* [The task]: Quote the whole listing word for word. Do not include the pictures.

* [Data for the task]:
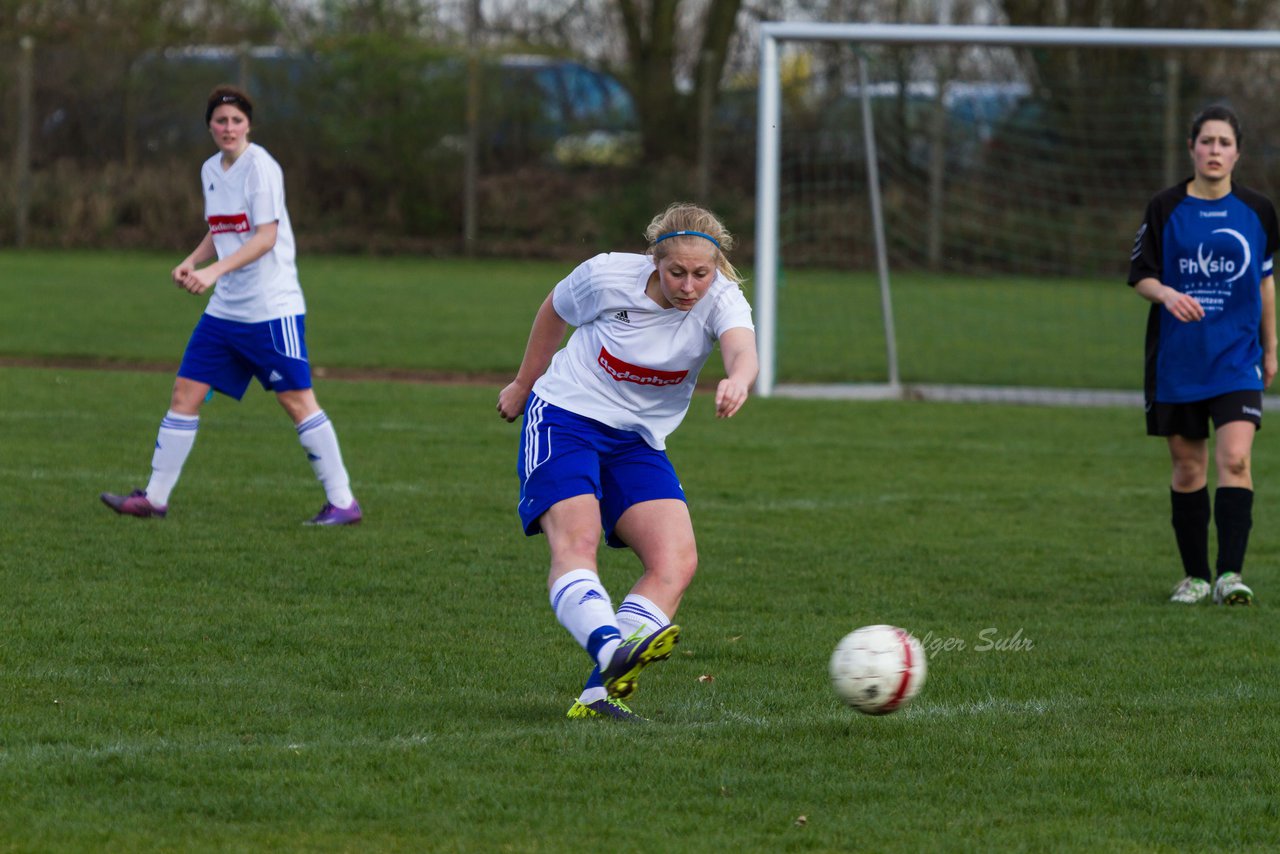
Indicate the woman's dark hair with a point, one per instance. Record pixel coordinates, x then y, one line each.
227 94
1217 113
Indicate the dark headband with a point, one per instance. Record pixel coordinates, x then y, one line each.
688 233
214 103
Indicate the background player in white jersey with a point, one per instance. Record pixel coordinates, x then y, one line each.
1203 259
255 320
597 418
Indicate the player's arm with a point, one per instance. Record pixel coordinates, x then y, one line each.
261 242
202 252
1269 329
1183 306
737 347
544 339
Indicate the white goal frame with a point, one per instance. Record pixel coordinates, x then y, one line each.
768 154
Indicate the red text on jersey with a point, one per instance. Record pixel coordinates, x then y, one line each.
224 223
629 373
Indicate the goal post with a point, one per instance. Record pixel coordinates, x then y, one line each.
859 39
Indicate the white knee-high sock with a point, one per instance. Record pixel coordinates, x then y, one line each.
583 606
173 443
639 617
320 442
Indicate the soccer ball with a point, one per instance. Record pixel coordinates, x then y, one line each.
878 668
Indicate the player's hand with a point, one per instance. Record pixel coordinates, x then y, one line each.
511 401
179 273
730 396
197 282
1184 306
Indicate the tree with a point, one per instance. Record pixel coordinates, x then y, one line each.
668 115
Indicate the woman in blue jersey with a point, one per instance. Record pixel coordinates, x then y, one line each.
597 416
1203 259
254 323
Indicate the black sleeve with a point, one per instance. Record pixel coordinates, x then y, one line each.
1144 261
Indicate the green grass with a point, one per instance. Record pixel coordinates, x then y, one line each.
229 680
474 316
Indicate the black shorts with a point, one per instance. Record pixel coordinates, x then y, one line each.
1191 420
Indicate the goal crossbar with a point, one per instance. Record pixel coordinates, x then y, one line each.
769 129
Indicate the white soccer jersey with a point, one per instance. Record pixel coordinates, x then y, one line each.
630 362
237 201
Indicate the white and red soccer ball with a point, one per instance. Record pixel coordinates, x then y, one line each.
878 668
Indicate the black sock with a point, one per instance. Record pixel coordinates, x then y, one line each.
1233 511
1191 529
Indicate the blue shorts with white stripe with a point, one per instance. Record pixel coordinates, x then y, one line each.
228 354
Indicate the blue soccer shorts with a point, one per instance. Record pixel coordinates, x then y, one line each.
228 354
563 455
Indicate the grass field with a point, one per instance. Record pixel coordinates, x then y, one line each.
229 680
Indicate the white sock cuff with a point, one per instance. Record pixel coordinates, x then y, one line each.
638 608
570 579
312 421
177 421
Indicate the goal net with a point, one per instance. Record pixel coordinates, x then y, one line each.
947 211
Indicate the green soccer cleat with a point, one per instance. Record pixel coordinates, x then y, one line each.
1230 589
634 656
1191 590
608 707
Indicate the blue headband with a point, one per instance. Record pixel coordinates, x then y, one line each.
686 233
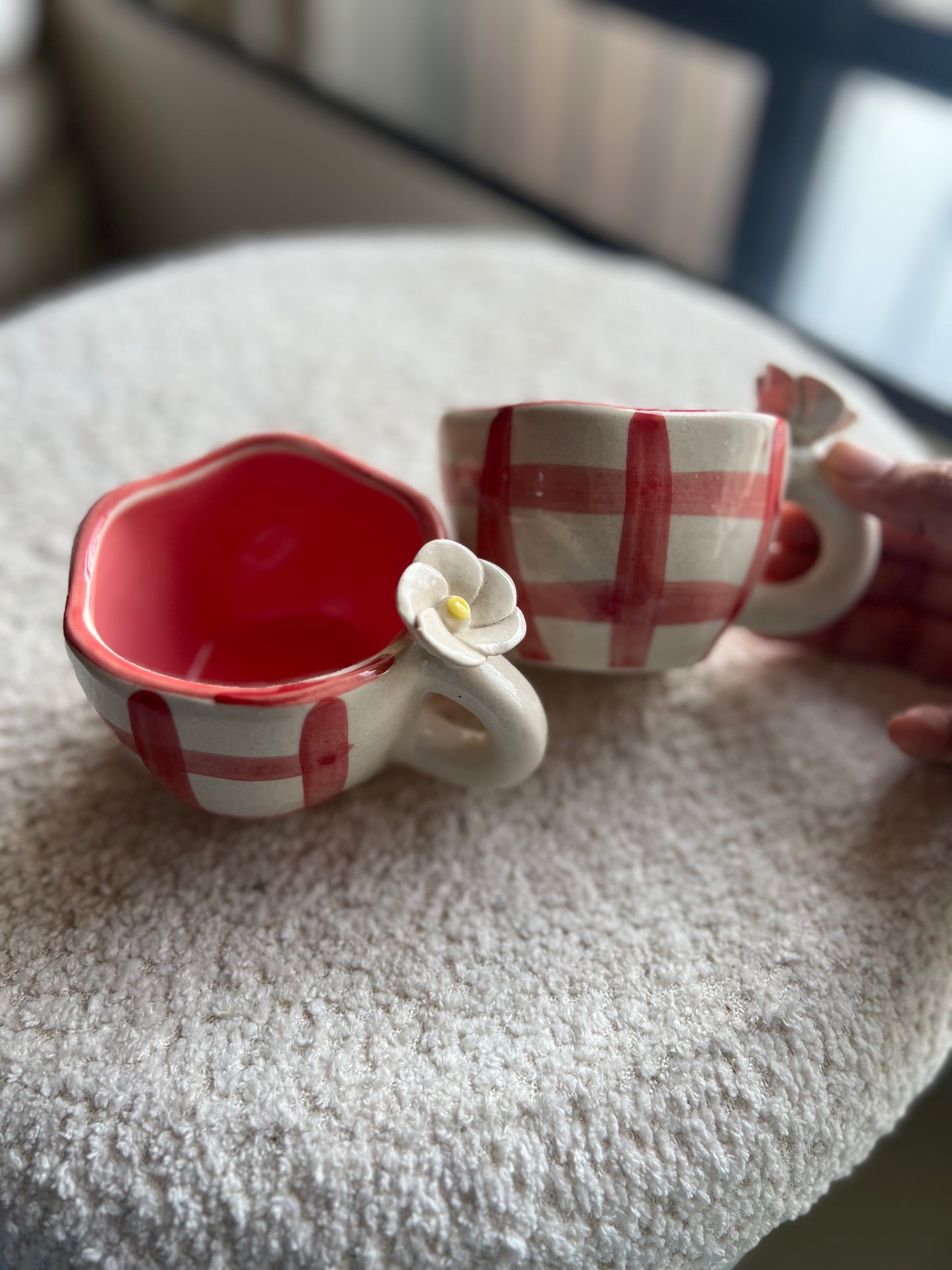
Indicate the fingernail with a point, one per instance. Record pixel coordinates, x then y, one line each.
854 467
924 732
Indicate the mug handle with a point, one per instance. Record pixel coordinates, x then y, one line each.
849 553
513 742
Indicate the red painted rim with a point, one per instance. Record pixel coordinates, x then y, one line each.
611 405
83 637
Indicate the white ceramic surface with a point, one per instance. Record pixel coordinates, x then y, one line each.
636 538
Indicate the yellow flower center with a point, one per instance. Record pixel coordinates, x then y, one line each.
457 608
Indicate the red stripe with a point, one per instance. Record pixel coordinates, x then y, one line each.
494 539
298 693
679 604
742 494
602 490
324 751
775 489
642 552
229 767
156 742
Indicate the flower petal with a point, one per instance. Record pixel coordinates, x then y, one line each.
498 638
438 641
459 565
497 597
419 587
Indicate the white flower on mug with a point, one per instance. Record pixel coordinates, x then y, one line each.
812 408
461 608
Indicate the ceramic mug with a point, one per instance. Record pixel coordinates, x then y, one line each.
636 536
235 623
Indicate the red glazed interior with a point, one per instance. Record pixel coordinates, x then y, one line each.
258 567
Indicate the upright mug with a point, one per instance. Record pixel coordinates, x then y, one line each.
635 538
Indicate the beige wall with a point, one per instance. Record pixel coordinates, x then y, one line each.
187 145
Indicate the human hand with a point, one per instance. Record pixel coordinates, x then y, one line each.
905 616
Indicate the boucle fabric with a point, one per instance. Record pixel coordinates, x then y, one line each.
631 1014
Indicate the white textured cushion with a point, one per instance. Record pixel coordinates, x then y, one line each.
631 1014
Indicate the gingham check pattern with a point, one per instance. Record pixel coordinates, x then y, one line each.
640 556
305 759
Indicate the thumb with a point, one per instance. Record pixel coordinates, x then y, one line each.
914 497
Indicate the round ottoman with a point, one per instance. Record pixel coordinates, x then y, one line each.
631 1014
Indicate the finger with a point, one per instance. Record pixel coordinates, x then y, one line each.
795 546
904 545
924 732
889 631
914 583
914 497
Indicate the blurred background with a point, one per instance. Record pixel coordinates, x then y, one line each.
797 153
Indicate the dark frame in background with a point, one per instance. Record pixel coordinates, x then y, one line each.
806 47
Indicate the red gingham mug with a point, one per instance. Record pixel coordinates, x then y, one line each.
239 624
636 536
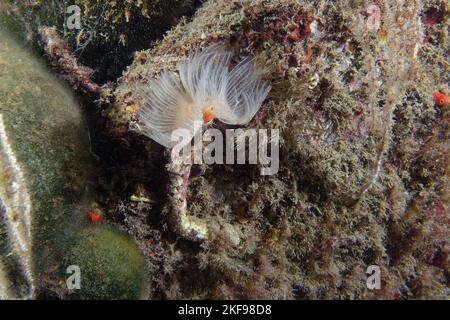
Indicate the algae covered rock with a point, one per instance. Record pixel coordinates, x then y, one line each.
344 85
105 33
46 179
111 266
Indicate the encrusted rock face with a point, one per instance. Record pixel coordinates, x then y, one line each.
46 177
352 82
109 31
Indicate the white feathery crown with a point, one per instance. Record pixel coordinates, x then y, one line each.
204 89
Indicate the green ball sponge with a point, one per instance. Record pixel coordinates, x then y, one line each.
111 265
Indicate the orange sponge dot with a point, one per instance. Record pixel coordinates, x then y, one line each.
94 217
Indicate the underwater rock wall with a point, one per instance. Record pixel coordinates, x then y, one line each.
110 31
345 82
363 176
47 184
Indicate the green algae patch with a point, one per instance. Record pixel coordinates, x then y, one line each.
110 263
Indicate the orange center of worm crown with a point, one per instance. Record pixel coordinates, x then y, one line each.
208 114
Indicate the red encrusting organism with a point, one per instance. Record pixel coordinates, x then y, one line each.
440 99
94 217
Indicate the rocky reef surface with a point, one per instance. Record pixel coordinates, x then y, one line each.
47 184
363 176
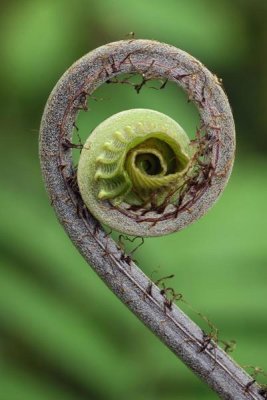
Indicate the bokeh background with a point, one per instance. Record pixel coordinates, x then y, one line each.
63 335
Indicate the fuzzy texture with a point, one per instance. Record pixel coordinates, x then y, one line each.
117 270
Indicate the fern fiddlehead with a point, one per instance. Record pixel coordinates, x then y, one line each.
197 172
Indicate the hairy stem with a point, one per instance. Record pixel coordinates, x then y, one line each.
116 269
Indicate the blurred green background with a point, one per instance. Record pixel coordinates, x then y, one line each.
57 340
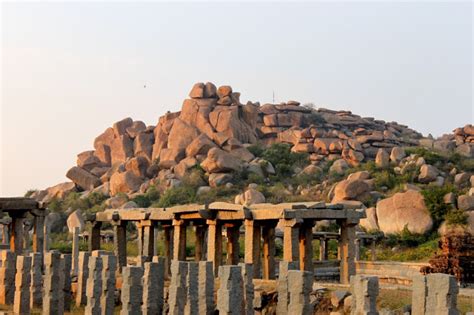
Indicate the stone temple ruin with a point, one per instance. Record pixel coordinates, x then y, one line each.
103 282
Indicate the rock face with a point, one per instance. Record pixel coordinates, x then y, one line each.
213 130
403 209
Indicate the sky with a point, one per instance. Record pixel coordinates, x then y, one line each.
69 70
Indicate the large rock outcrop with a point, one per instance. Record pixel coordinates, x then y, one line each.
403 209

* [Answer to the task]:
Indicate the woman's dark hair with a point, one per instance. Record pixel coordinates, x then y, one line each.
227 94
1217 113
Indicate the dark headband with a point, one per instance. Record pixel coordinates, x then y, one line each.
688 233
214 103
Indicate the background player in white jersey with a point, one per instance. Record pixel coordinates, x then y, one line each.
1203 259
255 320
597 418
Indicate the player's arm with a point, one per instance. Record pixel coordinates, x then y, one line each.
261 242
202 252
1269 329
1183 306
737 347
544 339
Indicate the white goal frame with a point, one per instance. Record pixel coordinates, x then y, one line each.
768 154
Indicate the red text on jersey with a point, one per instance. Record pixel coordinates, x then y, one line each.
224 223
629 373
Indicate the goal post with a point, one per instance. Record pixel coordinates, x then y, one line each.
859 39
Indicate the white knee-high sock with a point, one per instance. Record pixel coordinates, x then y, one line each.
583 606
173 443
639 617
320 442
Indicate the soccer ball with a point, one per instance. Record pixel coordinates, x then y, one line each.
878 668
Indicate the player's hand with a point, one per instance. Record pixel coordinates, x then y, one line each.
511 401
179 273
730 396
197 282
1184 306
Indicate the tree with a point, one per instance. Record pixel coordinates, x then y, one line each.
668 115
Indicate the woman in blue jersey with a point, one per instance. Record pixel coordinates, x then y, one line each.
597 416
1203 259
254 323
Indicate the black sleeve with a point, one per instance. Record pixel coordinates, x then y, one line each.
1144 261
Indicate the green grass with a point, one per instance. Record pixel coordinates, x then y, one line each.
229 680
474 316
Indicate the black shorts with a point, one per instance. Record pixel coordinates, x then y, one line each.
1191 420
Indicate the goal crossbar with a point, one per instance. Record pixel coordinates, x then y, one line each.
769 129
Indicate the white soccer jersey with a point, one per instance. Record pixel coordinates, x then y, one line each.
630 362
237 201
Indicate the white and red soccer ball with a point, one per instance. Record pixel coordinates, x then y, one line each.
878 668
Indicate the black sock with a point, one per instance. Record pixel coordinates, x then y, one line each.
1233 511
1191 529
Indicate the blue shorts with white stripe with a point, one per instance. Record pixel coordinates, x then y, one line each.
228 354
Indicate the blue soccer shorts with a point, one per instance. Record pixel coordinates, x then y, one line each.
228 354
563 455
Indicate the grass field with a point, one per instance. Record pixel coordinates, x then y, one line each.
229 680
Indicate the white sock cuff with a point, one per instance. Record pixel coordinates, x then y, one line each.
638 608
570 579
312 421
177 421
Indicate the goal net with a point, one per instance. Record pixel coordinates, x then y, one line each.
947 211
Indicate the green soccer cleat with a point, one per instance. Record pixel coordinates, x then y, one line each.
1230 589
634 656
1191 590
608 707
Indicate the blue headband with a point, one per instance. Record pixel coordinates, x then y, one line each.
686 233
Indicate the fingernail with a point, one per instance. Record pixel coordinates, x then y, one line each.
854 467
924 732
Indicate the mug handle with a point, one per instance. Record pixel coordinates, x then y, one line each.
849 553
513 742
Indicate the red painted rim with a point, one per instance. Record pixel coordinates, x then y, one line each.
611 405
83 637
Indicate the white ceramic surface with a point, one per instance. Record pixel coordinates, x then y, one line each.
636 538
Indicate the yellow flower center with a point, one per instance. Record pixel coordinates, x then y, one line each.
457 608
Indicate the red stripe with a point, one per instance. Record pixel coordinates, x then y, one line each.
494 539
298 693
679 604
742 494
602 490
324 751
775 489
642 552
229 767
156 742
Indicate the flower petal with a point, one per instance. Record pixel coordinates, x then y, one line each.
498 638
438 641
459 565
497 597
419 587
Indicate the white flower on mug with a point, one per instance. Record pixel coordinates, x then y, one line each.
812 408
461 608
Indicate the ceramic mug with a point, one per instance. Record pixel coordinates, x then y, one line each.
636 536
235 623
Indicate the red glazed interior with a point, one per instance. Record pixel coordinates, x then y, one line each.
258 567
Indicate the upright mug with a point, one per instance. Record pixel coordinates, x then y, one line each.
635 538
Indicate the beige wall with a point, one per instance. Record pixel coordinates, x then y, one line each.
187 145
Indicate the human hand with a point, one per instance. Record pixel coordinates, x then y, one line each.
905 616
Indicate the boucle fabric with a point, one per instance. Record pixel coordinates, x then y, one line each.
631 1014
Indicate the white textured cushion with a point, one per instance. Record pixel coordinates, x then y, one line each.
631 1014
Indicate the gingham check pattern with a point, one per instance. Record pixel coordinates, x then y, one line each.
640 556
305 759
Indicate the thumb with a point, one per instance. Record pixel coordinates, x then y, one line each.
914 497
Indicate the round ottoman with a point, one per instance. Record pixel coordinates, x then y, one line each.
631 1014
Indicate the finger with a point, one per instance. Record pixel coordinates, x then y, one line each.
795 546
904 545
924 732
889 631
914 583
914 497
Indicate the blurred background with a point, one per instance. Record pixel coordinates, x then y, one line each.
797 153
Indicate the dark frame in background with a point, one per instance. Record pixel coordinates, x then y, one line each.
806 47
Indicate the red gingham mug with a point, one per instance. Record pixel coordinates, x then y, one line each.
239 624
636 536
Indicate the algae covered rock with a point, one per instance. Record pixel coordinates, x then y, one line each.
344 85
105 33
46 179
111 266
Indicate the encrusted rock face with a point, one per instance. Record pixel coordinates, x then y, one line each.
46 177
352 82
109 31
Indicate the white feathery crown with a point, one per instance. Record pixel coordinates, x then y, one line each.
204 89
Indicate the green ball sponge with a point, one per instance. Record pixel coordinates, x then y, one line each.
111 265
Indicate the orange sponge dot with a point, one per instance. Record pixel coordinates, x then y, one line each.
94 217
Indicate the underwater rock wall with a point, one per instance. Record pixel coordinates, x then y, one line each.
110 31
345 82
363 176
47 184
Indicate the green algae patch with a point, one per instance. Record pixel coordinates, x then y, one line each.
110 263
Indicate the orange center of worm crown with a point, one per instance. Record pixel coordinates, x then y, one line each.
208 114
Indicate the red encrusting organism with a point, one per instance. Record pixel coordinates, x then y, one line each.
440 99
94 217
Indicate the rocky reef surface with a point, one per instance. Record pixel coordinates, x then y, one line each.
47 184
363 176
Indicate the bokeh background with a point, one per instance. Record pixel coordinates, x then y, one line each.
63 335
Indicate the fuzzy texture with a point, one per instance. Record pixel coordinates, x then y, one line each.
117 270
Indicate the fern fiddlehead with a point, one per instance. Record pixel coordinates, x then y, one line each.
197 172
Indicate the hairy stem with a point, one per instance. Record pixel coordinates, x then y, one line each.
116 269
Indicate the blurred green background with a point, one per instance. Record pixel coordinates, x then y, one line each.
57 340
Indicate the stone temple ruin with a point, one per instance. Record pixel coordinates, x then y, one line each.
103 282
Indicate the rock face with a point, one per instance. Record pixel coordinates, x then y, one line each.
213 130
403 209
Indicate the sky with a point, one per instance. Record pixel coordinates, x then y, one line each.
69 70
Indicate the large rock outcrop with a point, one per instance. Record pixel coordinates, x then y, one line each.
403 209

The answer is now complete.